## Task instructions
Go through the listing below and copy out each line that contains the word "thin". Uppercase and lowercase must match.

################

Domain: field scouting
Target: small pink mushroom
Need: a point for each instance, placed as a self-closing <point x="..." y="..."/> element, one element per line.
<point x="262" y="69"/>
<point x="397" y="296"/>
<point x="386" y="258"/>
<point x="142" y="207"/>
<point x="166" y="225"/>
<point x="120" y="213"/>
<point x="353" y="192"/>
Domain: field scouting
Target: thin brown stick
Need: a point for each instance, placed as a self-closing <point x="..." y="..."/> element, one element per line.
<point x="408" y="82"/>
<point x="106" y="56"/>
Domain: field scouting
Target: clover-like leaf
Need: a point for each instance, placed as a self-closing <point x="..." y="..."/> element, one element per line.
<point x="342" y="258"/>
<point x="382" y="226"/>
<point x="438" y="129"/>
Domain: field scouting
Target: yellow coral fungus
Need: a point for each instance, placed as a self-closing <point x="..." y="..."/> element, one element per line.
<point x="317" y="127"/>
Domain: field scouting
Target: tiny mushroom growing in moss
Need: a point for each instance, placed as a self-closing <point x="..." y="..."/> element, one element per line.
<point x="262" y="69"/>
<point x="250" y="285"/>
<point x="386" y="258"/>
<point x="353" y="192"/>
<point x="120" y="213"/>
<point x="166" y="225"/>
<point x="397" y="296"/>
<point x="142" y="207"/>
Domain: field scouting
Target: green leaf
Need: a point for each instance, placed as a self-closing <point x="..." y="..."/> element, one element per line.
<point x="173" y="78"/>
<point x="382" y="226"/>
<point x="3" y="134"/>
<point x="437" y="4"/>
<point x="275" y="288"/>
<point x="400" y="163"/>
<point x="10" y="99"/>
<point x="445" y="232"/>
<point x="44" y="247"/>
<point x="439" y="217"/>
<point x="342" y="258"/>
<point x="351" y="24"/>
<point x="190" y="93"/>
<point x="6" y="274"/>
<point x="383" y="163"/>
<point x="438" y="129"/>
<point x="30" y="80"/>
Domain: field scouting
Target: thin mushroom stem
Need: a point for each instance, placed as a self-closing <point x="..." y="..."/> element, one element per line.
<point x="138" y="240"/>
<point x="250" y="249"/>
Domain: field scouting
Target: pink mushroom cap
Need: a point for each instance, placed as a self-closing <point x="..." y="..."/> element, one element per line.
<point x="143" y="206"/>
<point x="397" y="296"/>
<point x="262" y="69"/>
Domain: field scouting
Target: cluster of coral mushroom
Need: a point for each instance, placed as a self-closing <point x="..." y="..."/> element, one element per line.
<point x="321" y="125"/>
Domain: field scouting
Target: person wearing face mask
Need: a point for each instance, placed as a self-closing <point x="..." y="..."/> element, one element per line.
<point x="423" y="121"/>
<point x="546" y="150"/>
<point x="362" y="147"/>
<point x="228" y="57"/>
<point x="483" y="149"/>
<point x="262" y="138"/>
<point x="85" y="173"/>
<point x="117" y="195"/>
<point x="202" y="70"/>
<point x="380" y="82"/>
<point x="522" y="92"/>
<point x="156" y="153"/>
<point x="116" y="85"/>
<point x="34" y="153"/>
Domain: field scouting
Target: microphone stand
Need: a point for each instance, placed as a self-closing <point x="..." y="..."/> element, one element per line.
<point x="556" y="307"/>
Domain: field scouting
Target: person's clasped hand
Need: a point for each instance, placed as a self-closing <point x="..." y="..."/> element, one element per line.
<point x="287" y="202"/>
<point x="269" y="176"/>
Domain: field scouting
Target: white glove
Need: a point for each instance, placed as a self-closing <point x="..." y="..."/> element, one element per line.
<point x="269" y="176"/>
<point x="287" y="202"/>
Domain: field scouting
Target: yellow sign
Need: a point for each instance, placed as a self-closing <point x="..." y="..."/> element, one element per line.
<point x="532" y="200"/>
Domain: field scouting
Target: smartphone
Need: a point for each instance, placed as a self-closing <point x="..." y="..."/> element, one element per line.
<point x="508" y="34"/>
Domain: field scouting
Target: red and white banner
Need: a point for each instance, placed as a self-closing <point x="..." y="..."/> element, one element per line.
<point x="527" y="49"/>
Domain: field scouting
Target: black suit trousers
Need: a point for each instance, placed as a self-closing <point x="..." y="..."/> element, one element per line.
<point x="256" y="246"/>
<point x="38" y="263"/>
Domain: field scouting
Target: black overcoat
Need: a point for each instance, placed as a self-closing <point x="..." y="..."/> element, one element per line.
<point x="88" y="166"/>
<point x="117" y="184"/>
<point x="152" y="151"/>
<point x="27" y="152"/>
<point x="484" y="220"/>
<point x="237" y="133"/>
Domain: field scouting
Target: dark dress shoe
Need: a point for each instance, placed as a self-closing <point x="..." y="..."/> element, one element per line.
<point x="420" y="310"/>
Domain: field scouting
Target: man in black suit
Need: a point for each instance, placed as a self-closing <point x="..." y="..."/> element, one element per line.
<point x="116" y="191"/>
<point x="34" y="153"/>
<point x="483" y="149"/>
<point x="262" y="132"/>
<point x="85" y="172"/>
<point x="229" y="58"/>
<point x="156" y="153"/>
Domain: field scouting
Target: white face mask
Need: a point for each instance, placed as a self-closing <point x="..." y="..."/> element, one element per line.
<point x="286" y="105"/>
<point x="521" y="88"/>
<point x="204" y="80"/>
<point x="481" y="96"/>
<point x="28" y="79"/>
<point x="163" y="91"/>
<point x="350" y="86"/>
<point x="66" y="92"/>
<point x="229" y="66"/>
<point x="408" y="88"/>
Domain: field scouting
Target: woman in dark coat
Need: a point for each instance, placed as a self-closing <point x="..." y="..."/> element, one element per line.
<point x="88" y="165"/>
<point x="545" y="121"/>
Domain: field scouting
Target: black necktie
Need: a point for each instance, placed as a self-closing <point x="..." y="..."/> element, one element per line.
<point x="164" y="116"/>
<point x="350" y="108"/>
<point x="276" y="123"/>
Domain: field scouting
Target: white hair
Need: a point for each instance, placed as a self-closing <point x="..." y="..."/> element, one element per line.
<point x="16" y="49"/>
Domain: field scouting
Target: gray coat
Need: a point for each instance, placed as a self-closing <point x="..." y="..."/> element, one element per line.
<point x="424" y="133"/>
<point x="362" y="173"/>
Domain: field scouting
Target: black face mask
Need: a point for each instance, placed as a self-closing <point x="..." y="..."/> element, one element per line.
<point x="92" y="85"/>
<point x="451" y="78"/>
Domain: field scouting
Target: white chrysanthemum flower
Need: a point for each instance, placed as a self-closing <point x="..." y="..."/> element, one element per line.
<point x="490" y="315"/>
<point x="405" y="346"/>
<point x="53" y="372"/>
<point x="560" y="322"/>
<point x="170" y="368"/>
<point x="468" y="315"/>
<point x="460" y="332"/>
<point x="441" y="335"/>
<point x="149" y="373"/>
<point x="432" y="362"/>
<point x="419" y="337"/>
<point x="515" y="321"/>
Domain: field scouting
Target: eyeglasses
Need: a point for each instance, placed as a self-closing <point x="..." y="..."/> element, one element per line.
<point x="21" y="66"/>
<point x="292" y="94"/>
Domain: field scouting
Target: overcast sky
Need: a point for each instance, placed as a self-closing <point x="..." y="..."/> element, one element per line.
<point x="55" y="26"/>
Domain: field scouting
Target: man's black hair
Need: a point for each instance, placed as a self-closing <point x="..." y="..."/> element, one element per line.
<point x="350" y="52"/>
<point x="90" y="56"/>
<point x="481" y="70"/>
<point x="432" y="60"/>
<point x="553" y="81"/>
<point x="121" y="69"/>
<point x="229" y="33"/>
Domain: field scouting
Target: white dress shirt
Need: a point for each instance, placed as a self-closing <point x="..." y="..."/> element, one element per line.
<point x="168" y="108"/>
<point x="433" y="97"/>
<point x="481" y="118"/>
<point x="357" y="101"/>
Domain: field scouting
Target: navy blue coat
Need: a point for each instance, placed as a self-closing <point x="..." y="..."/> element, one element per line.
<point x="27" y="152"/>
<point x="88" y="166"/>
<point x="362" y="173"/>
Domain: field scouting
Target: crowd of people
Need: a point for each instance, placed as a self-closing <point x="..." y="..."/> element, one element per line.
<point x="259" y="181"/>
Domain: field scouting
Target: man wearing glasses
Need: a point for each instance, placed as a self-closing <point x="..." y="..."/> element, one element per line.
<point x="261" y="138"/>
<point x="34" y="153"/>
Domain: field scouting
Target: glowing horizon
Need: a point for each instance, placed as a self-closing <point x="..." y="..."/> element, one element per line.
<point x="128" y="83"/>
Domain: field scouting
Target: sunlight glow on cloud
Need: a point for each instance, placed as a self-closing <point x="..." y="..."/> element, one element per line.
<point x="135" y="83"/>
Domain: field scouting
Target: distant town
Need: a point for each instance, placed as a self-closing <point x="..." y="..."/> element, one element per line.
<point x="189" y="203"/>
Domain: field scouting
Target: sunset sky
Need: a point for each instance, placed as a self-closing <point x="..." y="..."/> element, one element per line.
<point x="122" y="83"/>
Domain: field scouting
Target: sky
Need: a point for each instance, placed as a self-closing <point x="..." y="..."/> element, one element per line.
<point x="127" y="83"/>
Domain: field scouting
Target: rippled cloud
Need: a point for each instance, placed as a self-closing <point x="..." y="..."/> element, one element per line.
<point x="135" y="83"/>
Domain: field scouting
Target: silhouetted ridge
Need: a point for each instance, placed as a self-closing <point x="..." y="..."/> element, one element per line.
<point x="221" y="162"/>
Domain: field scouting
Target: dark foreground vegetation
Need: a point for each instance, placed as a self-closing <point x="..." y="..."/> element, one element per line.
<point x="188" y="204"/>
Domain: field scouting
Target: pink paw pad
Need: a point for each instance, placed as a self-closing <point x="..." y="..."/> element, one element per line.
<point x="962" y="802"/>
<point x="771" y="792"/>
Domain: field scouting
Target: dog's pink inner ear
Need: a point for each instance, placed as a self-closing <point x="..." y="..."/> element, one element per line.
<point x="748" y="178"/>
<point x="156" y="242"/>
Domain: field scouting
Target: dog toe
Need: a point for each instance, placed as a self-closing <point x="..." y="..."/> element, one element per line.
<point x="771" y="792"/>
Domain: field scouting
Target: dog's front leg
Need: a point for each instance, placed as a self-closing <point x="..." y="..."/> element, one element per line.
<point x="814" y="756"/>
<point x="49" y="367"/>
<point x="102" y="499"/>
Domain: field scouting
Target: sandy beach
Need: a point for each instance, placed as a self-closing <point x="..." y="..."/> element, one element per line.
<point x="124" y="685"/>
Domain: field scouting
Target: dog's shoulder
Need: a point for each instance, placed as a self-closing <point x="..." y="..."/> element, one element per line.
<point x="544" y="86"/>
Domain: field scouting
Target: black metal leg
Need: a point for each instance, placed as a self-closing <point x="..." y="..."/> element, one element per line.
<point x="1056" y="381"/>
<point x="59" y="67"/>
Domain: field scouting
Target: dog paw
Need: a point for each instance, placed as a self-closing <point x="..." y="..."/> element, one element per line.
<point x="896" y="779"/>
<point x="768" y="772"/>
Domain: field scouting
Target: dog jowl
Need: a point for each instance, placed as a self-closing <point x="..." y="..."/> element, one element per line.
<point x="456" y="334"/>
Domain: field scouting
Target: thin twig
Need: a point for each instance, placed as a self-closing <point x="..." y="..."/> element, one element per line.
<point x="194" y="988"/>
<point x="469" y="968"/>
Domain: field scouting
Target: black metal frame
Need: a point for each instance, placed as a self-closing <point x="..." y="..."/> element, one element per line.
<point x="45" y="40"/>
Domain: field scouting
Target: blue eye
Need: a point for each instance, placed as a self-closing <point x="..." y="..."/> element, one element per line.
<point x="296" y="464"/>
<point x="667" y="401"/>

################

## Answer to this problem
Target: thin brown stick
Target: thin mushroom stem
Target: thin twig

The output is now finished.